GIVEN INSTRUCTION ▸
Output the full listing below exactly, without the pictures.

[Start RECORDED INFORMATION]

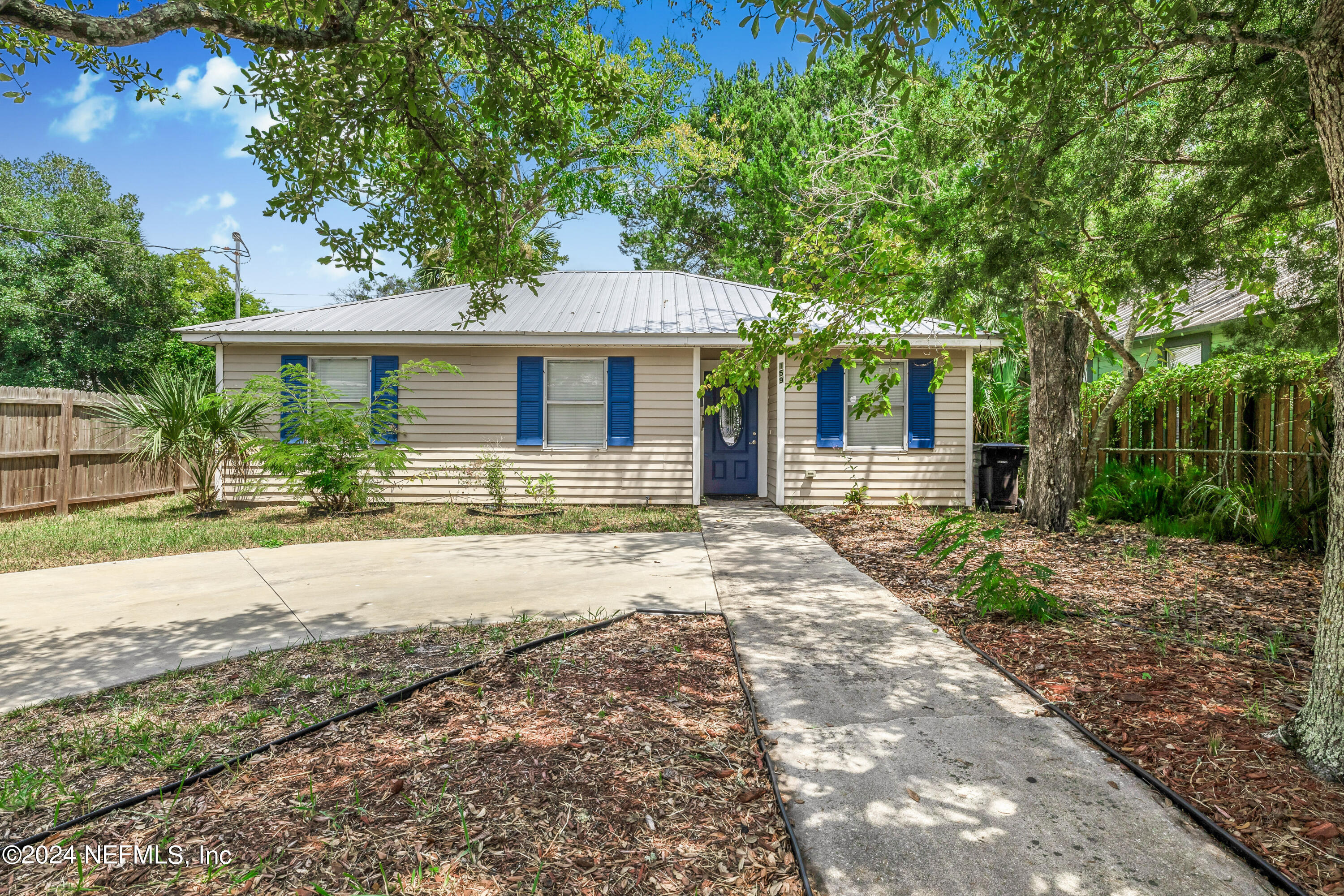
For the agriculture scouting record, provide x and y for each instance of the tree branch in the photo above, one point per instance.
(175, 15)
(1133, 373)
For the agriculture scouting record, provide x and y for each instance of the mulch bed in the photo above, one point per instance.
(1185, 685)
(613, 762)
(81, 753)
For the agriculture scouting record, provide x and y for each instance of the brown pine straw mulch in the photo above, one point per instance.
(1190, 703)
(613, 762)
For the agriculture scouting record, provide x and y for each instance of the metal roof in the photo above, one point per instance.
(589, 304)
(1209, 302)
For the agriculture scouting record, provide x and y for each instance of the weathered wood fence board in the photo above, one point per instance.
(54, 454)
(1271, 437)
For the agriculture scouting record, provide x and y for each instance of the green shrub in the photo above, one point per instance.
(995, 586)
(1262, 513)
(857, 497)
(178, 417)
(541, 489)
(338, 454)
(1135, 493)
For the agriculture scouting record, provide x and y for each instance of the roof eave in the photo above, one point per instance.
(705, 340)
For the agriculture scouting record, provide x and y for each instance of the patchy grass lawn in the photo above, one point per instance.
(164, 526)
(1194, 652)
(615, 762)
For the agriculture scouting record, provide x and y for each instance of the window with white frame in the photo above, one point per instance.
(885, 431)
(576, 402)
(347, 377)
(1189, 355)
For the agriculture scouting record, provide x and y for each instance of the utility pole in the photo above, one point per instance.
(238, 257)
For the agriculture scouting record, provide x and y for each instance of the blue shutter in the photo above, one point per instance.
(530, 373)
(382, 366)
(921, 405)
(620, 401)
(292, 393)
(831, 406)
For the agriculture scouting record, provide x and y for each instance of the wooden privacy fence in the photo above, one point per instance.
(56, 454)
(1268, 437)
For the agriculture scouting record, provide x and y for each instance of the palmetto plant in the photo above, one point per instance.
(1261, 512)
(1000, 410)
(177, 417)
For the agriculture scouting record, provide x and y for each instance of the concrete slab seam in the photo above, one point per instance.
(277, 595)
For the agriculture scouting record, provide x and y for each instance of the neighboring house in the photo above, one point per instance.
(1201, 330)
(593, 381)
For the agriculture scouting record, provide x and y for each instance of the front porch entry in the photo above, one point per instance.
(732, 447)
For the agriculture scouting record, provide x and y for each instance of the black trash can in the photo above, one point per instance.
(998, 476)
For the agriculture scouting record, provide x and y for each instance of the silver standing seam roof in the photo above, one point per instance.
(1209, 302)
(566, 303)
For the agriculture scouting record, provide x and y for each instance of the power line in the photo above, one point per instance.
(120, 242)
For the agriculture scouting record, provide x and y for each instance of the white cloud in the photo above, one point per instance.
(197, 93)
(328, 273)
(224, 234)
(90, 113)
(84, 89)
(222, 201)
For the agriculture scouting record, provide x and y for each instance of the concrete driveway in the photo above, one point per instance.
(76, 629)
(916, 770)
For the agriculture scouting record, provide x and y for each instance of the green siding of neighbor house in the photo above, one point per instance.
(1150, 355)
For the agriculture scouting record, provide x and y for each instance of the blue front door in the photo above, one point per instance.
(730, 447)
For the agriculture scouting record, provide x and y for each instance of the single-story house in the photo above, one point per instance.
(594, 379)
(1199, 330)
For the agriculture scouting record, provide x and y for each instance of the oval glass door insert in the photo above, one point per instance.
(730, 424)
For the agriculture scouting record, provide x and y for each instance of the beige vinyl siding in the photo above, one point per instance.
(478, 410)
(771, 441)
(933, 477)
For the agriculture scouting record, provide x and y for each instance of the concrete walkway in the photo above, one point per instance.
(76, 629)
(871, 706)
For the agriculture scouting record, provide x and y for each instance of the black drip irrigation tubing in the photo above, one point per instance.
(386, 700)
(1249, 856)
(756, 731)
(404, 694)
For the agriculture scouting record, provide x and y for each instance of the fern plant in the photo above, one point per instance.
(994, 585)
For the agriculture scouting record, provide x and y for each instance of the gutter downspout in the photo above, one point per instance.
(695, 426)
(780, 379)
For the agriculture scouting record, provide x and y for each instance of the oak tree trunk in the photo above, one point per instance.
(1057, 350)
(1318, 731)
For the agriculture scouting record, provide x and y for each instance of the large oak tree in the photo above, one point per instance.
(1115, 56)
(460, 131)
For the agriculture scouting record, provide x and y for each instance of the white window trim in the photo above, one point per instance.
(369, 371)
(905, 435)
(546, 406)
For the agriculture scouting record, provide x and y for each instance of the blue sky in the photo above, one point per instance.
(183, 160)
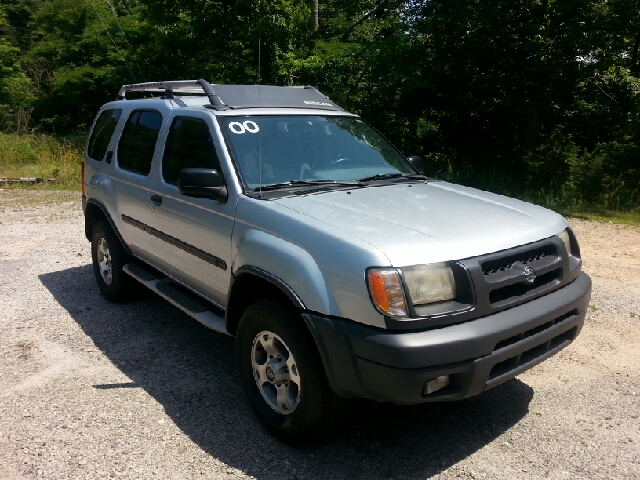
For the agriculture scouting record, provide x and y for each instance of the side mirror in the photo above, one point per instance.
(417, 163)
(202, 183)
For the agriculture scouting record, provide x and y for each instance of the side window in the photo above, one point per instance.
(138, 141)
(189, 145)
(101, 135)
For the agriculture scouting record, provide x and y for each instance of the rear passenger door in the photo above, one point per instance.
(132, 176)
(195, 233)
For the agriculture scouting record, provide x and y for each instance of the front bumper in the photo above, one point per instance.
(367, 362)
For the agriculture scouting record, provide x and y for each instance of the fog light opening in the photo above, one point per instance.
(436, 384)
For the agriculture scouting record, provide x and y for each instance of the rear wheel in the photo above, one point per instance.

[End RECORDED INFORMATION]

TASK RESPONSE ▸
For the agriculture scouting record, provide x and y for each instance of the tree branch in the photo above, one point per instance.
(175, 15)
(1133, 373)
For the agriculture scouting record, provide x and y for each instance of the mulch bed in the photo above, one point per instance.
(1185, 685)
(613, 762)
(81, 753)
For the agriculture scouting record, provide x and y for each instance of the brown pine straw mulch in the photo above, one point per instance.
(1190, 703)
(613, 762)
For the agriculture scouting record, provide x and y for each instance of the metal roof in the photo above, one point per instance.
(589, 304)
(1209, 302)
For the agriculture scouting record, provide x and y for each instance of the weathered wood fence board in the photo above, one point per instance.
(54, 454)
(1271, 437)
For the agriculture scouting record, provide x and y for each instance of the green shrub in the photo above, one point per instance.
(995, 586)
(1262, 513)
(857, 497)
(178, 417)
(541, 489)
(338, 454)
(1135, 493)
For the agriculture scouting record, provide x and y for each instance of the roof eave in the photo above, one point per instance.
(705, 340)
For the agriculture scouting record, provide x and y for each instance of the patchy grass lawn in the photo above, one point per instance.
(164, 526)
(1194, 652)
(615, 762)
For the agriculture scouting record, provide x and y for each instance of the window with white frame in the photo above, one point per instance.
(885, 431)
(576, 402)
(347, 377)
(1189, 355)
For the agriculture scouting record, provide x and y for each instance of the utility pole in the photo above, one point per instance.
(238, 257)
For the agriculture scouting record, provide x and y for each instance of the blue shutter in the photo above, one point per instance.
(530, 373)
(382, 366)
(921, 405)
(620, 401)
(292, 393)
(831, 406)
For the agriculture scouting record, provide x and y for each instance of the wooden privacy fence in the photo above, one point per instance.
(56, 454)
(1268, 437)
For the agriculture scouting record, provide x and y for each instance of the palmetto plant in the photo above, one point per instance.
(1261, 512)
(1000, 410)
(177, 417)
For the agriculture scouting record, provide x and y for each instance of the concrete slab seam in the photo above, one point per instance.
(277, 595)
For the agriculture scouting record, provide x and y for each instance of the neighboring house in the photo above, one point per instance.
(1201, 330)
(593, 381)
For the agriculture scouting record, provide x and y for each instance of the front porch entry in the photo above, one point per instance.
(732, 447)
For the agriculture scouting record, provide x and y for each instance of the black trash can in the photo above, one point per instance.
(998, 476)
For the agriculture scouting record, provide x and y for each instance of the silver standing seam roof in the photo above, one point per instance.
(1209, 302)
(566, 303)
For the agriculture scouting record, provide x and y for each instance of the power line in the photo above, one point per instance.
(120, 242)
For the agriculture scouting record, provide x and y for each instance of the white cloud in the photo above, one point per instance.
(197, 93)
(328, 273)
(224, 234)
(90, 113)
(84, 89)
(222, 201)
For the agriculture scouting record, provide x and y for each instance of the concrete driveway in the photo above, one point per instance.
(76, 629)
(916, 770)
For the agriculture scouting record, provide x and y for each instance of the green siding of neighbor house in the photo above, one point per instance.
(1150, 355)
For the agriculture scouting record, provide x and y for each instance of the blue front door in the photo above, one point per instance.
(730, 447)
For the agriculture scouting record, provide x and y for each instance of the single-story house in the photo above, one point per instance.
(594, 379)
(1199, 330)
For the agriculture scouting record, provide x and y for each instance of the oval glass door insert in the photo above, one point per instance.
(730, 424)
For the agriculture scouting record, provide x and y for each instance of the beige vinyl siding in the photo above, one point per instance.
(478, 410)
(771, 441)
(933, 477)
For the agriculture scouting record, provide x and y for each instance of the concrete walkway in the photo above, one point per instance.
(76, 629)
(871, 706)
For the agriculture scouting record, provide x and y for each instance of the black drip irrigation tubing in the photo above, one point per instance.
(386, 700)
(1249, 856)
(756, 731)
(404, 694)
For the agriculture scouting record, provide x and y for each instance of the fern plant in the photo above, one point per instance.
(994, 585)
For the agriculture scouting record, provide x and y for each instance of the gutter downspout in the photo above, one point per instance.
(695, 426)
(780, 379)
For the agriculture scouting record, provide x and y for each instance of the oak tree trunk in the photo above, one point per instance.
(1057, 350)
(1318, 731)
For the agriculture scouting record, provide x and y for each instance of the large oak tree in the photo above, one point per instance.
(1115, 56)
(460, 131)
For the agriculture scouting record, provide x and y for each instance of the white window trim in the photo above, one point per instance.
(369, 371)
(905, 435)
(546, 406)
For the agriculture scouting record, provide x and y for each instance of the blue sky in the photo above, one point per instance.
(183, 160)
For the agriculture scouting record, provide x and y for each instance of the side mirror in the photo above, one point per instance.
(417, 163)
(202, 183)
For the agriculture scouting record, provide x and y for each instance of the side window in the photo above, one point per instance.
(138, 141)
(189, 145)
(101, 135)
For the agriculture scouting record, provide x and y for each instance of the rear passenger door in the photo above, one point per instance.
(132, 176)
(195, 233)
For the agriculture scouting record, provide x and y for each instance of the front bumper in the photo above, one point per instance.
(367, 362)
For the agriculture scouting record, provide x and y for each instance of the fog light opening in the photo above, one point per instance.
(436, 384)
For the agriculture scouting record, provide x and y for each instance of the rear wheel in the photo above, one point per instance.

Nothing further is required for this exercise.